DIRECTION:
From the protostellar accretion summary, copy word for word everything from "Contribution" down to "in protostellar evolution.".

++++ QUOTED TEXT ++++

Variable protostellar accretion with episodic bursts
Eduard I. Vorobyov (1, 2), Shantanu Basu (3) ((1) Department of, Astrophysics, University of Vienna, Vienna, Austria, (2) Research Institute, of Physics, Southern Federal University, Rostov-on-Don, Russia, (3), Department of Physics, Astronomy, University of Western Ontario

TL;DR
This paper advances a hydrodynamics model of protostellar disks, demonstrating how gravitational instability causes episodic accretion bursts, aligning with observations and predicting two burst types during star formation.
Contribution
We improved the disk thermal balance and star-disk interaction modeling, revealing the conditions for episodic bursts and their characteristics in protostellar evolution.
Findings
Higher core mass and angular momentum favor disk fragmentation.
Episodic bursts are most common during the Class I phase.
Model predicts 40-70% of cores exhibit bursts after star formation.

++++ DATA EXCERPTS ++++

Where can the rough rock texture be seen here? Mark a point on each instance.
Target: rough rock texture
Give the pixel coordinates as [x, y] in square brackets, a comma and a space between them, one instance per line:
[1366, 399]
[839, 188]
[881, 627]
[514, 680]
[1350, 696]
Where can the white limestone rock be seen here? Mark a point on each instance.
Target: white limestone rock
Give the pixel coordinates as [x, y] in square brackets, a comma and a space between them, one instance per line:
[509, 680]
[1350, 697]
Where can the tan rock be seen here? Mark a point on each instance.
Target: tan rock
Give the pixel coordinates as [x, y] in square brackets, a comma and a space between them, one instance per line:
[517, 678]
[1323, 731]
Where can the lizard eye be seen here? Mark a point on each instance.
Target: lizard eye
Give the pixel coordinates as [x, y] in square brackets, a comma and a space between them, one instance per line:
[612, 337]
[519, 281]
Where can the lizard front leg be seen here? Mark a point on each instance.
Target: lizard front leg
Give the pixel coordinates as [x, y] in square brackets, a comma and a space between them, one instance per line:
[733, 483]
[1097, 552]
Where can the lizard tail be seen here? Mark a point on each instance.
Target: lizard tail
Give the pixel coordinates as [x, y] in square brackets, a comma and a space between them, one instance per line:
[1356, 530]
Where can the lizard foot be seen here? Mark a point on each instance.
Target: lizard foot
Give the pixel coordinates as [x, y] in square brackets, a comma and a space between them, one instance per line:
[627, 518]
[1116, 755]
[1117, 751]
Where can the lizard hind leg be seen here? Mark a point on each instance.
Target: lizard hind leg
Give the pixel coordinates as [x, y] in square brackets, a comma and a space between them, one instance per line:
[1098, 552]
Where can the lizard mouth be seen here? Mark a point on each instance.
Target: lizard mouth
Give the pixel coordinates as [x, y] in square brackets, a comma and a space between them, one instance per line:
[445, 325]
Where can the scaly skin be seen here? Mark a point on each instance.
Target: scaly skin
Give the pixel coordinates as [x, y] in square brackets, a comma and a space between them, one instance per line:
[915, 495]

++++

TASK ANSWER:
Contribution
We improved the disk thermal balance and star-disk interaction modeling, revealing the conditions for episodic bursts and their characteristics in protostellar evolution.